"""
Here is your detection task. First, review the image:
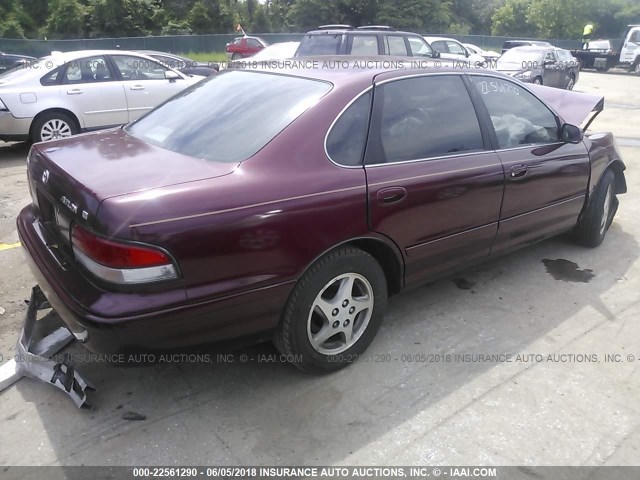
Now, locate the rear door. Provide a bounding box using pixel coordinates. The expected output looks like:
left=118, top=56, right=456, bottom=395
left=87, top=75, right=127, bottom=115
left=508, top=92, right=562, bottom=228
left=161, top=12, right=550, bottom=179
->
left=365, top=74, right=504, bottom=284
left=59, top=55, right=129, bottom=129
left=111, top=55, right=187, bottom=122
left=469, top=75, right=590, bottom=252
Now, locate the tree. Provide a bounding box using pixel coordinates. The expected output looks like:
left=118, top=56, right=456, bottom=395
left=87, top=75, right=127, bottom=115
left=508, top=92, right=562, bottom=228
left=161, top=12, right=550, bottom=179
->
left=46, top=0, right=87, bottom=38
left=491, top=0, right=536, bottom=37
left=376, top=0, right=452, bottom=33
left=188, top=0, right=213, bottom=33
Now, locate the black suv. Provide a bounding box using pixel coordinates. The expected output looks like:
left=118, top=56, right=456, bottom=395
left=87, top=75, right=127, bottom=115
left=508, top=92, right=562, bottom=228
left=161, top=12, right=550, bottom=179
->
left=0, top=52, right=36, bottom=73
left=295, top=25, right=440, bottom=58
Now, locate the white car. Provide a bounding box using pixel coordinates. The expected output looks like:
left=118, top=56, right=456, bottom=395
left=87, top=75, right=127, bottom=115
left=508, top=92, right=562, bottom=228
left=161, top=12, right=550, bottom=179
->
left=424, top=37, right=485, bottom=67
left=462, top=43, right=500, bottom=62
left=0, top=50, right=204, bottom=142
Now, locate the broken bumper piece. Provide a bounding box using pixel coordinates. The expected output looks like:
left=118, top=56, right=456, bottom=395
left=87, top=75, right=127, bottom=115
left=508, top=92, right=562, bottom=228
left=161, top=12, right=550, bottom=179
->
left=0, top=285, right=95, bottom=407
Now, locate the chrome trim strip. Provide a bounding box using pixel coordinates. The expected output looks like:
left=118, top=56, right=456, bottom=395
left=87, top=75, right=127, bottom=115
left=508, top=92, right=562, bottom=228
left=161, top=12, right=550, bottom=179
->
left=369, top=163, right=500, bottom=187
left=324, top=85, right=373, bottom=169
left=365, top=150, right=490, bottom=168
left=129, top=185, right=367, bottom=228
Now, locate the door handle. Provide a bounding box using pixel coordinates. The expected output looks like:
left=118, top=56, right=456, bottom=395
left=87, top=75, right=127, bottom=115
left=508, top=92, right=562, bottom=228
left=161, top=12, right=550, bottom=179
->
"""
Task instructions — Copy the data above word for word, from the line containing "Now, locate the door" through the end of the data, with both of those ends included.

Solution to the problem —
Now, locate the door handle. Provide a bounding box using pixel coordinates. The expected output looks like:
left=118, top=56, right=456, bottom=395
left=87, top=75, right=127, bottom=115
left=508, top=92, right=562, bottom=228
left=161, top=12, right=550, bottom=179
->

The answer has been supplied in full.